# Lesetext:
====================
Die Maßeinheiten für deine persönlichen Drei sind die Höhe deiner Gewichte und im Rahmen des allgemeinen Fitnesstrainings wichtiger: das Gesamtvolumen (Gesamtwiederholungen über alle Sätze x Last) im Bereich von 60-75% 1RM. Die Muskelmasse hängt direkt vom Volumen deines Krafttrainings ab. Daher ist diese Maßzahl wichtiger als die Höhe der Last. Finde einen für dich guten Kompromiss aus der Höhe der Last und dem Volumen. Solange du aber das Gesamtvolumen im Blick behältst, bist du auf der sicheren Seite.
Arbeitskapazität: Die Leistung über 20-30 Minuten bei komplexen Trainingseinheiten. Die Arbeitskapazität in diesem Bereich hängt von der Gesamtheit deines Energiestoffwechsels ab und ist eine Maßeinheit für lokale und allgemeine Ausdauer. Dabei ist es nicht wichtig, wie genau das Training aussieht, solange es eine gleichmäßige Belastung des gesamten Körpers beinhaltet. Daher sind klassische Ausdauerübungen wie Joggen oder Radfahren nicht geeignet, da der Oberkörper dabei vernachlässigt wird. Besser geeignet sind Zirkeltrainings, kraftausdauerorientierte Einheiten mit der Kugelhantel, Ruderintervalle und Ähnliches.
Trainiere deine Arbeitskapazität vielfältig und nutze dabei eine kleine Auswahl an Trainingseinheiten, um deine Fortschritte messen zu können.
Mobilität: Hüfte und Schultern sind entscheidend. Für die Hüfte sind die wichtigsten Bewegungen der frontale und seitliche Spagat sowie die Fähigkeit, Deinen Fuß zur Stirn zu führen. Das bedeutet nicht, dass Du diese Fertigkeiten unbedingt erreichen musst. Sie sind lediglich die extremsten Endpunkte der Mobilität in der Hüfte und stehen für alle vier Richtungen der Beweglichkeit in der Hüfte. Verwende die entsprechenden Übungen für diese Fähigkeiten als Maßstab für deine Fortschritte in Sachen Mobilität und als Kontrollinstrument für mögliche körperliche Probleme. Wenn du beispielsweise bei einer Übung neue Probleme bemerkst, kann dies ein Warnsignal für eine mögliche Überlastung oder Verletzung sein.
====================
# Aufgabe:
Welche Trainingsformen nennt der Lesetext ausdrücklich als besser geeignet für die Arbeitskapazität?

[Datensätze zum Zeigen auf Objekte]
====================
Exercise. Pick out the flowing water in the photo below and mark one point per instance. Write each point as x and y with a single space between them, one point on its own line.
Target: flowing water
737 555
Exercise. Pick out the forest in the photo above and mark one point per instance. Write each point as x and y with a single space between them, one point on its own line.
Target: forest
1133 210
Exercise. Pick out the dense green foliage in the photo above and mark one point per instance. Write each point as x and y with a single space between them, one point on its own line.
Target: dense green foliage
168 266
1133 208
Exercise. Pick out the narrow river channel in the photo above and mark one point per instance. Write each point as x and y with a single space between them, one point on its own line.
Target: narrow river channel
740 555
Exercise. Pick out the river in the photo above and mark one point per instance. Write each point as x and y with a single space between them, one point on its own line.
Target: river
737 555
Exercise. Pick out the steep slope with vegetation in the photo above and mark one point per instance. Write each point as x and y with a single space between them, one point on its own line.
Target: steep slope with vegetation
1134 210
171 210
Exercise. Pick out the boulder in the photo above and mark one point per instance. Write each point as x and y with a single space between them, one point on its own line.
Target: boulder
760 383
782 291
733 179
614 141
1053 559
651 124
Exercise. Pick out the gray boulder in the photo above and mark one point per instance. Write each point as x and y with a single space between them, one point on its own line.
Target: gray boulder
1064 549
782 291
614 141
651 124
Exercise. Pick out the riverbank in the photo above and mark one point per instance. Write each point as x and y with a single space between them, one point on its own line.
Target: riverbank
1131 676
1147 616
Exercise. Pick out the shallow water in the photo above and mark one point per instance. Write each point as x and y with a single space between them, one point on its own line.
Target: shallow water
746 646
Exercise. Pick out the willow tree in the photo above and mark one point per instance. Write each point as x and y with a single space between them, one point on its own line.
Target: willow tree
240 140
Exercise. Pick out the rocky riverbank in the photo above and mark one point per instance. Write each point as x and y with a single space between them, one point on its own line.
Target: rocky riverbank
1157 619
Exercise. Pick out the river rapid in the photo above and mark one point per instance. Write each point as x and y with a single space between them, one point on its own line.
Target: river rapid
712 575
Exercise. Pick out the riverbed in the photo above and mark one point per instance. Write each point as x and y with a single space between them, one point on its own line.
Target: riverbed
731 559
====================
# Lösung:
- Zirkeltrainings
- kraftausdauerorientierte Einheiten mit der Kugelhantel
- Ruderintervalle